───── Предоставленный отрывок ─────

Особого внимания заслуживает обещание лирического героя песни: «Я вернусь раньше времени, дорогая, клянусь!» с уточнением — «Как бы ни был мой приговор строг». Подобного рода заверений мы не встретим ни в одной арестантской песне. При этом речь не идёт о побеге: лагерник описывает, как он вернётся домой вполне открыто… Существовал ли в период создания лагерного танго способ выйти на свободу раньше определённого судом срока? Ну, была актировка, то есть освобождение по причине тяжёлой, неизлечимой болезни. Однако вряд ли именно на это уповает заключённый, обращаясь к любимой. Тогда на что же?
Самым действенным способом заслужить реальное сокращение лагерного срока являлась система так называемых «зачётов рабочих дней», когда при выполнении и перевыполнении норм выработки срок наказания соответствующим образом сокращался: например, два отбытых дня засчитывались за три, три — за четыре, один день — за два и даже один день — за три дня.
Впервые зачёты рабочих дней были введены постановлением Народного Комиссариата юстиции РСФСР от 4 декабря 1919 года. Заключённым из числа трудящихся два дня работы засчитывали за три дня отбывания наказания. Это положение вошло позже в Исправительно-трудовой кодекс 1924 года: «Проявление заключённым из среды трудящихся особо продуктивного труда и приобретение им профессиональных знаний… поощряются… зачётом двух дней работ за три дня срока». При этом постановление ВЦИК и СНК РСФСР от 26 февраля 1928 года предлагает «в отношении классовых врагов допускать досрочное освобождение лишь в исключительных случаях». Однако на переломе 1920-1930-х годов происходит становление неформального воровского закона, согласно которому профессиональные уголовники не имели права трудиться ни в лагерях, ни на воле. Власть столкнулась с массовым отказом от работы, что оказалось для неё неожиданным и неприятным сюрпризом.

───── Записи набора данных ─────

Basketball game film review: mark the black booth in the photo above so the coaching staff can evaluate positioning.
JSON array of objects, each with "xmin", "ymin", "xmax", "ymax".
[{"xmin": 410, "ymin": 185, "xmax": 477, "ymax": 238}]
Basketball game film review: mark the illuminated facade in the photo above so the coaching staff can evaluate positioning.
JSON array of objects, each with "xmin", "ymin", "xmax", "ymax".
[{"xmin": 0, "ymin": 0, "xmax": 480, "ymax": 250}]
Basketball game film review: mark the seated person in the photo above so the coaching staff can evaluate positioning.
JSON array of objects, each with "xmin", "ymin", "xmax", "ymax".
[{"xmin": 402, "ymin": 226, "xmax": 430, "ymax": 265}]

─────

Набор заданий:
A) Каким документом и когда, согласно отрывку, впервые были введены зачёты рабочих дней?
B) Перечислите все соотношения отбытых и засчитанных дней, которые отрывок приводит как примеры зачётов рабочих дней.
Отвечайте, опираясь только на отрывок.

Ответы к заданиям:
A) Постановлением Народного Комиссариата юстиции РСФСР от 4 декабря 1919 года.

B)
- два дня за три;
- три дня за четыре;
- один день за два;
- один день за три.